- TASK INSTRUCTIONS
Let the answer be the lines from the one with "TASK = identify one point per instance of the grass" to the end of the entries, copied exactly with both boundary lines kept.
RECORDS SUPPLIED section start
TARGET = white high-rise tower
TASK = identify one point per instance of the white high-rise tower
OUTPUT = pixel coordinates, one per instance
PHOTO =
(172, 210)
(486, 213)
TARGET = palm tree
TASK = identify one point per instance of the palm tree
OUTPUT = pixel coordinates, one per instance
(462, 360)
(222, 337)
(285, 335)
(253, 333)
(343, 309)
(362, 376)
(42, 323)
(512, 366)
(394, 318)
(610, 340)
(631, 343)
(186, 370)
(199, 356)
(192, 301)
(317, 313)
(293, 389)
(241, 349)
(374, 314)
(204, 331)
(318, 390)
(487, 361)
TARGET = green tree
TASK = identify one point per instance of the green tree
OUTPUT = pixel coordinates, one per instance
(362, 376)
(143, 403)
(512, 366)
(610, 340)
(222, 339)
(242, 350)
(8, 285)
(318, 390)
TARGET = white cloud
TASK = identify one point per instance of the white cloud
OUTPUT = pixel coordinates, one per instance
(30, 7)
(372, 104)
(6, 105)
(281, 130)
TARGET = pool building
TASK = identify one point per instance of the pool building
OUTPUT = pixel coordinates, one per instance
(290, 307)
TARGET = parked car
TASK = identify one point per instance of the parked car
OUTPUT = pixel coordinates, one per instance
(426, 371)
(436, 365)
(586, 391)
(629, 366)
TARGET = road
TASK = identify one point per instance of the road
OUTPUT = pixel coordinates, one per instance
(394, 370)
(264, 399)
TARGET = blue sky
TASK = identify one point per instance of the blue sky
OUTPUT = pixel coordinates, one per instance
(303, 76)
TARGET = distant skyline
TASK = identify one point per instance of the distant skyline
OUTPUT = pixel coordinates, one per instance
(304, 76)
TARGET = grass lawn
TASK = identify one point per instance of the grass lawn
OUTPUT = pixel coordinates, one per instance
RECORDS SUPPLIED section end
- EXERCISE RESULT
TASK = identify one point per instance of the grass lawn
OUTPUT = pixel coordinates, one per instance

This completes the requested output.